#### DATASET RECORDS ####

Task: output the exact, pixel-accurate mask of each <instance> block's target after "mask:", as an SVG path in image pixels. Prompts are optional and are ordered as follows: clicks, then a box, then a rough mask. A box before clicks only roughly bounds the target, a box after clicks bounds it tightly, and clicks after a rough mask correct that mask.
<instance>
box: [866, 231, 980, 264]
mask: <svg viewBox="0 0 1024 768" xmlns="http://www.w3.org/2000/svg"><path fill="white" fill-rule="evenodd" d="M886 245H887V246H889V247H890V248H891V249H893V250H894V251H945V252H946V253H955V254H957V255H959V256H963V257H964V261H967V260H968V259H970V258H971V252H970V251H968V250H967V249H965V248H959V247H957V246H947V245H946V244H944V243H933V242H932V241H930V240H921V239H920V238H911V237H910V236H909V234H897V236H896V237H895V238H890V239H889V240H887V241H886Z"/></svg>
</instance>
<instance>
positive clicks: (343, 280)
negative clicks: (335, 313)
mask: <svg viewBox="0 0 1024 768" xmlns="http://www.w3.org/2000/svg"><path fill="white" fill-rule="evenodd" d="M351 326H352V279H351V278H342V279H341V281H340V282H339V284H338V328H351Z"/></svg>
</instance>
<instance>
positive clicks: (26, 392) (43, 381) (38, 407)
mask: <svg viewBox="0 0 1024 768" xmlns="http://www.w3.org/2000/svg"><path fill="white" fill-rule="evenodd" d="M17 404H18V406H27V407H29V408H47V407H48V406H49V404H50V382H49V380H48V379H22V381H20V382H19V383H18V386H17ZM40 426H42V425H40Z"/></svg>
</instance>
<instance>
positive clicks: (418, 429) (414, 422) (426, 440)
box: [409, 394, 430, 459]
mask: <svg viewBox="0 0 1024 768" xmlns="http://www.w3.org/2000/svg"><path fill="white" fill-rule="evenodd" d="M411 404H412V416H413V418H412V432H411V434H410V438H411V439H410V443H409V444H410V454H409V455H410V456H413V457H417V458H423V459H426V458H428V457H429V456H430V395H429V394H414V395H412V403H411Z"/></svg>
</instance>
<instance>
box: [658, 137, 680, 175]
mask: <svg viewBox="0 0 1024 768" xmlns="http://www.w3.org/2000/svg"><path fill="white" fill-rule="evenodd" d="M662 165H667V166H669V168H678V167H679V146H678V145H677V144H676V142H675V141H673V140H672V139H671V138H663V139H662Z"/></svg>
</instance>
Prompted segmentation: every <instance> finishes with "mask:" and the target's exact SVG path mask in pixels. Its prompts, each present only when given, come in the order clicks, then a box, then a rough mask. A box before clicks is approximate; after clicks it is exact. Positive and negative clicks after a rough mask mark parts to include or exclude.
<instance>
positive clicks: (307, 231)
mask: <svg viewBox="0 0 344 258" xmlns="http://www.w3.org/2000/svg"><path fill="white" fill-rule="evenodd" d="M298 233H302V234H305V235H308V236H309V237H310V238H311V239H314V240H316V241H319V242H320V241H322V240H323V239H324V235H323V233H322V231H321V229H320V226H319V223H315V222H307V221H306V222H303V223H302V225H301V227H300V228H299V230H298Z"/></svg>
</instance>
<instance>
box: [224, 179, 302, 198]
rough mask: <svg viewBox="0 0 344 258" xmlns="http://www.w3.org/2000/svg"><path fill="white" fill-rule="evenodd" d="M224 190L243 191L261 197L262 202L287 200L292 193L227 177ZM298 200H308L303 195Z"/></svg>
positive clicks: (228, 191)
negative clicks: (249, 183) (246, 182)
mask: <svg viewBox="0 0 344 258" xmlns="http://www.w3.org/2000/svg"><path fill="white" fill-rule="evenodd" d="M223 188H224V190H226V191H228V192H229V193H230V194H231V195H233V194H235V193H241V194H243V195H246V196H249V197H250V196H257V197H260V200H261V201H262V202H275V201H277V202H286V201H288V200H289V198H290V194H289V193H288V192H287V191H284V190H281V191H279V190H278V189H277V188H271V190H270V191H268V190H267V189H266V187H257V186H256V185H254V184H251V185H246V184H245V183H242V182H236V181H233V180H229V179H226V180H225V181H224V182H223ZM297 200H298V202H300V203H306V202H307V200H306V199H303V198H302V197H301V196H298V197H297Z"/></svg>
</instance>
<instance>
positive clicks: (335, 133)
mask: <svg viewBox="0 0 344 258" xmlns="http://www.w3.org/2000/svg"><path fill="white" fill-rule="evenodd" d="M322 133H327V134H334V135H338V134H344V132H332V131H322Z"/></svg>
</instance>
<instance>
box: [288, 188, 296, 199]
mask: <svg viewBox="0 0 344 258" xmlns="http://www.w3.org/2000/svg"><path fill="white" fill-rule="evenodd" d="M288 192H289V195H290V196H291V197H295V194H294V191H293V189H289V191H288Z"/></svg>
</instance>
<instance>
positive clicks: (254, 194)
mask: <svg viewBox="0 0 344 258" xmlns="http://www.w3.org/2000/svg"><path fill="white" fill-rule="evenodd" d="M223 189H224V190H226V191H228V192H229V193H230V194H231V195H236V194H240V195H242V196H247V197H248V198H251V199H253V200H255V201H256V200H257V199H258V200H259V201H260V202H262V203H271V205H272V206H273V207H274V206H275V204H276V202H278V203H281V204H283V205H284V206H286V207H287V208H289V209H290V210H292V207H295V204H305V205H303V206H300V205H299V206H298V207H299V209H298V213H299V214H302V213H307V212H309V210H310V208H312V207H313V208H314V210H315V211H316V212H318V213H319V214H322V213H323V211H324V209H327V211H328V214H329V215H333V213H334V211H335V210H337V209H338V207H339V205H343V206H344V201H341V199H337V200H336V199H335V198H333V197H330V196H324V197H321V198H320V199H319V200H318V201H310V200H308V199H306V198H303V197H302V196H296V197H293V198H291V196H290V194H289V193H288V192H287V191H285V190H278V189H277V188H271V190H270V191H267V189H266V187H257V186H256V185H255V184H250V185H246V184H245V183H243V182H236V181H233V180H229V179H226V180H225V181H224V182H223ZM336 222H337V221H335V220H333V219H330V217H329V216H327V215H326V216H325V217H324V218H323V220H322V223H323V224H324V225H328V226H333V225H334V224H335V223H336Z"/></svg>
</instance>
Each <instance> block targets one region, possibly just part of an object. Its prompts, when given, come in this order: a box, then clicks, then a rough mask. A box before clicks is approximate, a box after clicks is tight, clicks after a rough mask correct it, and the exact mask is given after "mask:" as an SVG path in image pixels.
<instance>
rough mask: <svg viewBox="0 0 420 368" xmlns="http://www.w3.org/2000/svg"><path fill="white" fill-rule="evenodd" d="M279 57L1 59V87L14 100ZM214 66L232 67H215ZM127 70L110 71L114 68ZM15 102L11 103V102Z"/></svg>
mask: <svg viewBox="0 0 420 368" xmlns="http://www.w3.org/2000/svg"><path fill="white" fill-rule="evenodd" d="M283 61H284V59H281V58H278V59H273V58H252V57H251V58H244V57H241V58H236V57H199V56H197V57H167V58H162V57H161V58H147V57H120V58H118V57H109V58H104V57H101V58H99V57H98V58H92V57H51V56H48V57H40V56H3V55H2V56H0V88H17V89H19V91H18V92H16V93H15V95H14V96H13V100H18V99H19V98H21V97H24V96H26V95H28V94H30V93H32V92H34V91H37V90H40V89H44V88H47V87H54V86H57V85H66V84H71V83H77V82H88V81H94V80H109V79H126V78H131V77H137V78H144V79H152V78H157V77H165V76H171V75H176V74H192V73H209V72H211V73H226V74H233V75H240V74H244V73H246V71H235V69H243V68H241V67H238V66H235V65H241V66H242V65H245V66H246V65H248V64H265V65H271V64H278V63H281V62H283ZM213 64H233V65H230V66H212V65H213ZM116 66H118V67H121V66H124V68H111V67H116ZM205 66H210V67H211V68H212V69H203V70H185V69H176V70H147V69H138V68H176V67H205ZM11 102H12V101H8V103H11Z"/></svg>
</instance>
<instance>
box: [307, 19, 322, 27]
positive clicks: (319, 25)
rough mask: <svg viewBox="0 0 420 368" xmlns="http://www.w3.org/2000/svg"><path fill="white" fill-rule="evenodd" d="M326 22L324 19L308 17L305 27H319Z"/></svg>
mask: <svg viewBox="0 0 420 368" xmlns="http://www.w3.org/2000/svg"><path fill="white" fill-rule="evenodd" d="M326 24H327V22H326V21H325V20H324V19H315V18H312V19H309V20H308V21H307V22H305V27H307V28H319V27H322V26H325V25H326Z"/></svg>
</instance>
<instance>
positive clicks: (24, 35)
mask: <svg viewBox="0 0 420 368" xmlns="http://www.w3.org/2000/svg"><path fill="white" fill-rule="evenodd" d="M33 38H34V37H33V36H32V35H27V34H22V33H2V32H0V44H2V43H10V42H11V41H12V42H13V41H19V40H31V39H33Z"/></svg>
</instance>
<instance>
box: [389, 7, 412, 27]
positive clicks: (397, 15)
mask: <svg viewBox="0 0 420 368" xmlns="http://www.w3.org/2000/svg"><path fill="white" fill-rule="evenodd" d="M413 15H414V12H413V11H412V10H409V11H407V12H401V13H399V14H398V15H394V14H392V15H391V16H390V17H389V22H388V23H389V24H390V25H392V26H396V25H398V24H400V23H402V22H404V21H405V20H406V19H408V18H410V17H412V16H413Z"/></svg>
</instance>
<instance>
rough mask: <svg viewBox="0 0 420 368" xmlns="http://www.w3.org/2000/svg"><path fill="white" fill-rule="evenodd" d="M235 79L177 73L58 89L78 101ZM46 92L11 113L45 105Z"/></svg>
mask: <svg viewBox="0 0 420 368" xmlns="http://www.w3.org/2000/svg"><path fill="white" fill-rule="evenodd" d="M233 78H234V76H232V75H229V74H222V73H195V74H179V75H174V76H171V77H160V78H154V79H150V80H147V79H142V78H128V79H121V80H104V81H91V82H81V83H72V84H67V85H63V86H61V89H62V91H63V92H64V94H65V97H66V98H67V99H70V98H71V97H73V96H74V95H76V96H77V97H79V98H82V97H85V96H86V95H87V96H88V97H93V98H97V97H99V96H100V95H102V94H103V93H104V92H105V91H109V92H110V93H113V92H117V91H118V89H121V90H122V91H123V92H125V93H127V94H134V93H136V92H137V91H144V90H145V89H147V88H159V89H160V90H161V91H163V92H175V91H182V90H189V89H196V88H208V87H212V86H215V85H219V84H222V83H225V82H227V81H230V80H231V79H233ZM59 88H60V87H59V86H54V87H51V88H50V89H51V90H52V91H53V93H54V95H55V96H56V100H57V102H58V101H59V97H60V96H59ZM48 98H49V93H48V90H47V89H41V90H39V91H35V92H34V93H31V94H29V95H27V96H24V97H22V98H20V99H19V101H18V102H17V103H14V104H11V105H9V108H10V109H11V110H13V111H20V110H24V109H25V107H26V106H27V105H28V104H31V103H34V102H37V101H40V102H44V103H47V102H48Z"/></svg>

####

- PROBLEM DESCRIPTION -
Copy out word for word the lines from the very first one through the line containing "box: [866, 231, 980, 264]", including that line.

- RESPONSE BOX -
Task: output the exact, pixel-accurate mask of each <instance> block's target after "mask:", as an SVG path in image pixels. Prompts are optional and are ordered as follows: clicks, then a box, then a rough mask. A box before clicks only roughly bounds the target, a box after clicks bounds it tightly, and clicks after a rough mask correct that mask.
<instance>
box: [866, 231, 980, 264]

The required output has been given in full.